> **Stored data entries**:
%%
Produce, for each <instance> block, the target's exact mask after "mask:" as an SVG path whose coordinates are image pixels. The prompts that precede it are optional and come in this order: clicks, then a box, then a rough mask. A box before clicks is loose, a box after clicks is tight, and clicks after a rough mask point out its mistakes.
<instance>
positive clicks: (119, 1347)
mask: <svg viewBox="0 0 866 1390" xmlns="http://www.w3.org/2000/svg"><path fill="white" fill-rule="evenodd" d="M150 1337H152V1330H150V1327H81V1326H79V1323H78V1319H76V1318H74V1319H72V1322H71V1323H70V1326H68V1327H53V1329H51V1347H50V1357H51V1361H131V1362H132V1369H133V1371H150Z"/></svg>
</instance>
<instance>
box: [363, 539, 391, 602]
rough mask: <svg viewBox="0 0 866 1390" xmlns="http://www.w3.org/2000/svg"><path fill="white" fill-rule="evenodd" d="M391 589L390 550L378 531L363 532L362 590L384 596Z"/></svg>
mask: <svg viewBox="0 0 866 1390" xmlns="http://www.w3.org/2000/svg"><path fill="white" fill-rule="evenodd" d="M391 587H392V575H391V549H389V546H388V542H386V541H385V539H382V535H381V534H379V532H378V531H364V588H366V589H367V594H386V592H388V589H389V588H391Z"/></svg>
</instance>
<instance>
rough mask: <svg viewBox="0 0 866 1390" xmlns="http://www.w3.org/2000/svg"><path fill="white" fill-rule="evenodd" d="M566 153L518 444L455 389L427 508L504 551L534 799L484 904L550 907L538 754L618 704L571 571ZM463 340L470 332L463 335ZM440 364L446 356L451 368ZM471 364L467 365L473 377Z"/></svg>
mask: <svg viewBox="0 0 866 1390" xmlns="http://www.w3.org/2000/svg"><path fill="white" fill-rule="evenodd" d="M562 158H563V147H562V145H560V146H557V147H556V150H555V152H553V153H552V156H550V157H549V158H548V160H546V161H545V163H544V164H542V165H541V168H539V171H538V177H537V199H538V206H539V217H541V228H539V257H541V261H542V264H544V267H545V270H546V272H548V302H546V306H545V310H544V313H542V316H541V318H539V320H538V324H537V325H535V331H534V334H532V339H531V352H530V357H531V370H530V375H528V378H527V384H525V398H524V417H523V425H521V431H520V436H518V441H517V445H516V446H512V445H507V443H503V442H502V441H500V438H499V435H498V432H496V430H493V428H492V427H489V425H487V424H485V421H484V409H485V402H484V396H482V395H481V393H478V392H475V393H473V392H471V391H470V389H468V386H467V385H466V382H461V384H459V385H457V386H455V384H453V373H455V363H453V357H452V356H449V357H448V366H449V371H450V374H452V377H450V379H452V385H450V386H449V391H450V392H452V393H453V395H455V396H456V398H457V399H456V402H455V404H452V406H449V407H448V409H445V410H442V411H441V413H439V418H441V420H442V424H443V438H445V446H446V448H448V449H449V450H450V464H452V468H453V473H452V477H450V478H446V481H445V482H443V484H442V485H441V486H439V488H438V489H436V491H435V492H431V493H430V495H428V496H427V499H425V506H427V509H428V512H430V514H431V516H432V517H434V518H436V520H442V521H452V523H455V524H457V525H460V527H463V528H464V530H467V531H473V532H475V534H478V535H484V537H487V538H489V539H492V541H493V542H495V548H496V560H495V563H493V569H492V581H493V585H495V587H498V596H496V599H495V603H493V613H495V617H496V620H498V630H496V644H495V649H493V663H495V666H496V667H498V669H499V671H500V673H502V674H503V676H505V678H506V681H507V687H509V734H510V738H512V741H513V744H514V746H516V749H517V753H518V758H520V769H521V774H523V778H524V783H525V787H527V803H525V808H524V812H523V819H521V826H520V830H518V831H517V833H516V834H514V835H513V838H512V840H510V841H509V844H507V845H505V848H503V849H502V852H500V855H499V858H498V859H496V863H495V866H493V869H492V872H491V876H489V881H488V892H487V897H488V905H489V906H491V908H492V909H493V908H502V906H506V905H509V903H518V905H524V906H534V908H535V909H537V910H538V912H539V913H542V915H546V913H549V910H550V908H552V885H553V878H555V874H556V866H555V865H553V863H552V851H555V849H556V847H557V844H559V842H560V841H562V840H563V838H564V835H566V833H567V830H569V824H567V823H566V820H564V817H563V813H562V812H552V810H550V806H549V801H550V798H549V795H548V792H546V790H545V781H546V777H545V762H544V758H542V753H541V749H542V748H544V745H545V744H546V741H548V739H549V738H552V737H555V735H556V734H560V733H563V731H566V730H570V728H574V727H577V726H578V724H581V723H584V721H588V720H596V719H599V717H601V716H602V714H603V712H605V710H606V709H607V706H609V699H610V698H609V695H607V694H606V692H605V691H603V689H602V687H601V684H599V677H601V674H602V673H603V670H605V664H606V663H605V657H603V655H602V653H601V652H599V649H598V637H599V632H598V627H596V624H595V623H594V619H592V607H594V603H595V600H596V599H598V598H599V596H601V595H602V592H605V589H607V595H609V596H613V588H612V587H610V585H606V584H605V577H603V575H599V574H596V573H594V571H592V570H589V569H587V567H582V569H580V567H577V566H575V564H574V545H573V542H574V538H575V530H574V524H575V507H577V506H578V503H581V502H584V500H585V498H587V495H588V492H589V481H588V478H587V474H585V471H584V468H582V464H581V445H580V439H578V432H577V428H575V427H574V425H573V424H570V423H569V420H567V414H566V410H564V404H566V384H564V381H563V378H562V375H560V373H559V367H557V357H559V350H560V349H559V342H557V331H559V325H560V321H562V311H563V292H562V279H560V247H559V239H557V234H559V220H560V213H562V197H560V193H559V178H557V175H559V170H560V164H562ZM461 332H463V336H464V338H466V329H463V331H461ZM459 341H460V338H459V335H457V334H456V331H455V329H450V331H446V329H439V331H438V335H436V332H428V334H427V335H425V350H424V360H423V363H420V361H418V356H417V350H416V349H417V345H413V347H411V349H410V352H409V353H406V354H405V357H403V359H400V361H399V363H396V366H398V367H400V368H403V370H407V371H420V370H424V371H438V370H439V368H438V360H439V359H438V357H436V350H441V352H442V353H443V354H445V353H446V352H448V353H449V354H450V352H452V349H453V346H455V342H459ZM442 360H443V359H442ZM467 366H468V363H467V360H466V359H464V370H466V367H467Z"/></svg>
%%
> **What you will do**:
Print each entry exactly as it appears above.

> **Solution**:
Produce, for each <instance> block, the target's exact mask after "mask:" as an SVG path whose coordinates are image pixels. The prompts that precede it are optional and come in this order: clicks, then a box, then a rough mask. A box before clicks is loose, a box after clicks is tight, and clicks after a rough mask point out its mistakes.
<instance>
positive clicks: (119, 1347)
mask: <svg viewBox="0 0 866 1390" xmlns="http://www.w3.org/2000/svg"><path fill="white" fill-rule="evenodd" d="M150 1337H152V1330H150V1327H81V1326H79V1323H78V1319H76V1318H74V1319H72V1322H71V1323H70V1326H68V1327H53V1329H51V1347H50V1357H51V1361H131V1362H132V1369H133V1371H150Z"/></svg>
</instance>
<instance>
box: [363, 539, 391, 602]
rough mask: <svg viewBox="0 0 866 1390" xmlns="http://www.w3.org/2000/svg"><path fill="white" fill-rule="evenodd" d="M391 589L390 550L378 531L363 532L362 590L384 596Z"/></svg>
mask: <svg viewBox="0 0 866 1390" xmlns="http://www.w3.org/2000/svg"><path fill="white" fill-rule="evenodd" d="M391 587H392V575H391V549H389V546H388V542H386V541H385V539H382V535H381V534H379V532H378V531H364V588H366V589H367V594H386V592H388V589H389V588H391Z"/></svg>
</instance>
<instance>
rough mask: <svg viewBox="0 0 866 1390" xmlns="http://www.w3.org/2000/svg"><path fill="white" fill-rule="evenodd" d="M566 153L518 444L455 389L427 508L504 551L534 799L484 904L550 907L538 754L618 704L571 571ZM463 340L470 332L463 335ZM440 364L446 356L451 368ZM471 364L467 365L473 377Z"/></svg>
mask: <svg viewBox="0 0 866 1390" xmlns="http://www.w3.org/2000/svg"><path fill="white" fill-rule="evenodd" d="M562 158H563V147H562V145H560V146H557V147H556V150H555V152H553V153H552V156H550V157H549V158H548V160H546V161H545V163H544V164H542V165H541V168H539V171H538V177H537V199H538V206H539V217H541V228H539V257H541V261H542V264H544V267H545V270H546V272H548V302H546V306H545V310H544V313H542V316H541V318H539V320H538V324H537V325H535V331H534V334H532V339H531V352H530V357H531V370H530V375H528V378H527V384H525V398H524V417H523V425H521V431H520V436H518V441H517V445H516V446H512V445H507V443H503V442H502V441H500V438H499V435H498V432H496V430H493V428H492V427H489V425H487V424H485V421H484V409H485V402H484V396H482V395H481V393H478V392H475V393H473V392H471V391H470V389H468V386H467V385H466V382H461V384H459V385H457V386H455V384H453V373H455V363H453V357H452V356H449V357H448V366H449V371H450V374H452V377H450V379H452V385H450V386H449V391H450V392H452V393H453V395H455V396H456V398H457V399H456V402H455V404H452V406H449V407H448V409H445V410H442V411H441V413H439V418H441V420H442V424H443V438H445V446H446V448H448V449H449V450H450V464H452V468H453V473H452V477H450V478H446V481H445V482H443V484H442V485H441V486H439V488H438V489H436V491H435V492H431V493H430V495H428V496H427V499H425V506H427V509H428V512H430V514H431V516H432V517H434V518H436V520H442V521H452V523H455V524H457V525H460V527H463V528H464V530H467V531H473V532H475V534H478V535H484V537H487V538H489V539H492V541H493V542H495V548H496V560H495V563H493V569H492V581H493V585H495V587H498V596H496V599H495V603H493V613H495V617H496V620H498V630H496V644H495V649H493V663H495V666H496V667H498V669H499V671H500V673H502V674H503V676H505V678H506V681H507V687H509V734H510V738H512V741H513V744H514V746H516V749H517V753H518V758H520V769H521V774H523V778H524V783H525V787H527V803H525V808H524V812H523V819H521V826H520V830H518V831H517V833H516V834H514V835H513V838H512V840H510V841H509V844H507V845H505V848H503V849H502V852H500V855H499V858H498V859H496V863H495V866H493V869H492V872H491V876H489V881H488V892H487V897H488V905H489V906H491V908H492V909H493V908H502V906H506V905H509V903H518V905H524V906H534V908H535V909H537V910H538V912H539V913H542V915H546V913H549V910H550V908H552V885H553V878H555V874H556V866H555V865H553V863H552V851H555V849H556V847H557V844H559V842H560V841H562V840H563V838H564V835H566V833H567V830H569V824H567V823H566V820H564V817H563V813H562V812H552V810H550V806H549V801H550V798H549V795H548V792H546V790H545V781H546V777H545V762H544V758H542V753H541V749H542V748H544V745H545V744H546V741H548V739H549V738H552V737H555V735H556V734H560V733H563V731H566V730H570V728H574V727H577V726H578V724H581V723H584V721H588V720H596V719H599V717H601V716H602V714H603V712H605V710H606V709H607V706H609V699H610V698H609V695H607V694H606V692H605V691H603V689H602V687H601V684H599V677H601V674H602V673H603V670H605V664H606V663H605V657H603V655H602V653H601V652H599V649H598V637H599V632H598V627H596V624H595V623H594V619H592V607H594V603H595V600H596V599H598V598H599V596H601V595H602V592H605V589H607V595H609V596H613V588H612V587H610V585H606V584H605V577H603V575H599V574H596V573H594V571H592V570H589V569H587V567H582V569H580V567H577V566H575V564H574V545H573V542H574V538H575V530H574V524H575V507H577V506H578V503H581V502H584V500H585V498H587V495H588V492H589V481H588V478H587V474H585V471H584V468H582V464H581V445H580V439H578V432H577V428H575V427H574V425H573V424H570V423H569V420H567V414H566V410H564V404H566V384H564V381H563V378H562V375H560V373H559V367H557V357H559V350H560V349H559V342H557V331H559V325H560V321H562V311H563V292H562V279H560V247H559V239H557V234H559V220H560V213H562V197H560V193H559V178H557V175H559V170H560V164H562ZM461 332H463V336H464V338H466V329H463V331H461ZM459 341H460V338H459V335H457V334H456V331H455V329H450V331H446V329H439V331H438V335H436V332H428V334H427V335H425V350H424V360H423V363H420V361H418V356H417V350H416V349H417V345H413V347H411V349H410V352H409V353H406V354H405V357H403V359H400V361H399V363H396V366H398V367H400V368H403V370H407V371H420V370H424V371H438V370H439V368H438V360H439V359H438V357H436V350H441V352H442V353H443V354H445V353H446V352H448V353H449V354H450V352H452V349H453V346H455V342H459ZM442 360H443V359H442ZM467 366H468V363H467V360H466V359H464V370H466V367H467Z"/></svg>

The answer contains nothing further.